* **Instructions for the task**:
Would you copy only the lines below, beginning with the one that contains "Return the outline" and running through the last entry line?

** Opening Data for this exercise block **

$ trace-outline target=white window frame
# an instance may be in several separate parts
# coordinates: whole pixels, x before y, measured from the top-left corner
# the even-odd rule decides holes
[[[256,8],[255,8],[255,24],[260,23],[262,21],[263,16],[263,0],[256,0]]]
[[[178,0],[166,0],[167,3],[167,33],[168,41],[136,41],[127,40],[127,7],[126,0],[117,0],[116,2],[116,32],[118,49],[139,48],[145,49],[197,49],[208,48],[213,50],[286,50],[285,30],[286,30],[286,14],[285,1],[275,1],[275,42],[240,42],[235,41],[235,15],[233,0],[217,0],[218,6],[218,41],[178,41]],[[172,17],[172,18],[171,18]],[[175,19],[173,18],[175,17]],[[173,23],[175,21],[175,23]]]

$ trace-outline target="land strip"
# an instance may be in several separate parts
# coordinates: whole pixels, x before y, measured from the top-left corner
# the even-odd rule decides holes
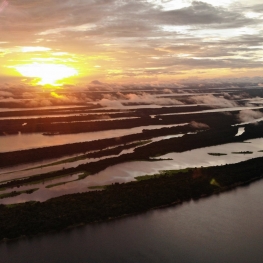
[[[46,202],[0,205],[0,240],[58,231],[149,209],[177,205],[229,191],[263,177],[263,158],[186,171],[167,171],[148,180],[105,190],[65,195]]]

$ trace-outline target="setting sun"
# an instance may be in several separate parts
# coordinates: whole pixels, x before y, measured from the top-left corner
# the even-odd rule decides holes
[[[59,80],[78,74],[77,70],[62,64],[33,63],[14,66],[23,76],[37,78],[35,84],[59,86]]]

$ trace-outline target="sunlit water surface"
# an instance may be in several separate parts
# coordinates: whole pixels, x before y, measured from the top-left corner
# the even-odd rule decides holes
[[[18,150],[26,150],[31,148],[48,147],[55,145],[63,145],[68,143],[87,142],[101,140],[107,138],[115,138],[135,133],[141,133],[143,130],[161,129],[163,127],[184,126],[182,124],[172,125],[148,125],[130,129],[106,130],[98,132],[84,132],[74,134],[61,134],[54,136],[44,136],[42,133],[29,133],[0,136],[0,152],[11,152]]]

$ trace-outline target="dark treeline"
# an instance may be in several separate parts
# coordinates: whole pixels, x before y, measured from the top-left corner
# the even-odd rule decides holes
[[[1,107],[2,108],[2,107]],[[89,106],[79,106],[79,107],[65,107],[65,108],[55,108],[55,109],[34,109],[34,108],[25,108],[23,110],[12,110],[12,111],[2,111],[0,112],[0,117],[21,117],[21,116],[35,116],[35,115],[57,115],[57,114],[63,114],[68,113],[70,110],[71,113],[76,112],[85,112],[91,110],[97,110],[101,108],[99,105],[89,105]]]
[[[89,106],[89,107],[73,107],[73,108],[61,108],[61,109],[41,109],[41,110],[17,110],[17,111],[4,111],[0,112],[0,117],[21,117],[21,116],[41,116],[41,115],[59,115],[59,114],[67,114],[69,113],[76,113],[76,114],[109,114],[111,112],[120,112],[120,113],[132,113],[135,112],[138,115],[146,114],[164,114],[164,113],[177,113],[177,112],[189,112],[189,111],[199,111],[209,109],[209,106],[189,106],[189,107],[163,107],[163,108],[146,108],[146,109],[133,109],[133,110],[126,110],[126,109],[105,109],[99,108],[97,106]],[[87,116],[86,116],[87,117]],[[56,117],[52,117],[53,118]]]
[[[263,159],[168,171],[148,180],[114,184],[106,190],[65,195],[46,202],[0,205],[0,239],[31,236],[176,205],[248,184],[263,176]]]

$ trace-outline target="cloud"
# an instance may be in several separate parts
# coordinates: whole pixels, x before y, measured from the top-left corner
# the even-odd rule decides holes
[[[34,98],[36,96],[36,94],[31,93],[31,92],[23,92],[22,93],[22,97],[25,99],[30,99],[30,98]]]
[[[190,97],[189,100],[196,104],[207,104],[214,107],[236,107],[237,103],[234,101],[227,100],[225,98],[215,97],[214,95],[201,95]]]
[[[11,93],[11,92],[9,92],[9,91],[1,91],[1,90],[0,90],[0,96],[10,97],[10,96],[13,96],[13,93]]]
[[[90,90],[110,90],[107,80],[261,74],[263,20],[249,15],[261,16],[260,1],[183,2],[10,0],[0,12],[0,72],[11,61],[71,62],[85,65],[85,83],[101,80]]]
[[[4,98],[4,97],[0,97],[0,102],[17,102],[20,103],[21,100],[15,99],[13,97],[8,97],[8,98]]]
[[[98,102],[103,107],[110,107],[110,108],[123,108],[123,104],[117,100],[109,100],[109,99],[101,99]]]
[[[223,96],[227,100],[241,100],[249,97],[249,94],[246,92],[241,92],[240,94],[229,94],[227,92],[223,92]]]
[[[171,98],[159,98],[148,93],[128,93],[123,94],[117,92],[113,94],[105,94],[104,98],[98,101],[101,106],[123,108],[125,104],[155,104],[155,105],[181,105],[181,101]]]
[[[250,122],[263,117],[263,113],[255,110],[242,110],[238,114],[240,122]]]
[[[81,104],[85,105],[91,102],[91,99],[82,92],[66,92],[62,94],[57,92],[39,92],[39,90],[30,90],[27,88],[12,88],[11,92],[3,92],[0,90],[2,95],[11,96],[1,96],[0,103],[3,107],[26,107],[26,108],[35,108],[35,107],[46,107],[46,106],[57,106],[57,105],[76,105]]]
[[[169,94],[172,94],[172,93],[173,93],[173,91],[172,91],[171,89],[164,89],[163,92],[164,92],[164,93],[169,93]]]
[[[99,80],[93,80],[88,85],[89,91],[113,91],[116,89],[114,84],[103,83]]]
[[[197,129],[209,129],[210,127],[202,122],[191,121],[190,126]]]
[[[210,25],[213,27],[240,27],[253,23],[243,14],[215,7],[201,1],[193,1],[189,7],[160,12],[162,23],[170,25]]]
[[[255,13],[263,13],[263,4],[256,4],[247,8]]]
[[[99,80],[93,80],[90,82],[90,84],[92,84],[92,85],[103,85],[103,83],[100,82]]]
[[[32,99],[29,101],[23,102],[23,106],[27,108],[36,108],[36,107],[48,107],[53,106],[52,100],[49,99]]]
[[[146,103],[146,104],[156,104],[156,105],[181,105],[181,101],[170,98],[159,98],[148,93],[142,94],[127,94],[125,96],[128,99],[128,102],[132,103]]]

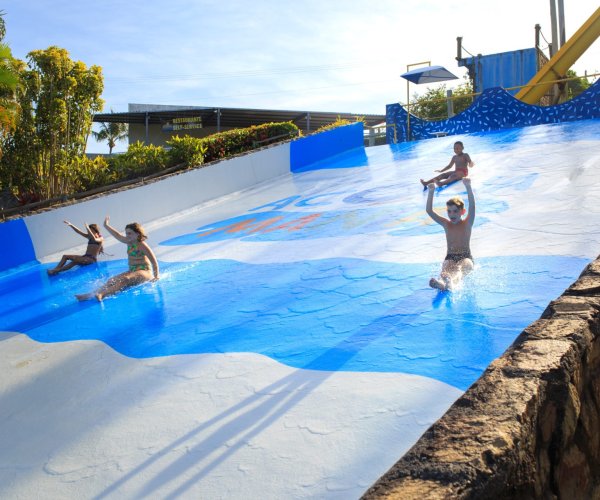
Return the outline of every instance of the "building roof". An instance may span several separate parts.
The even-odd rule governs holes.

** Closing Data for this exercise block **

* **Solution for this task**:
Return the outline of every instance of the "building roof". An instance may span several separate parts.
The even-odd rule governs holes.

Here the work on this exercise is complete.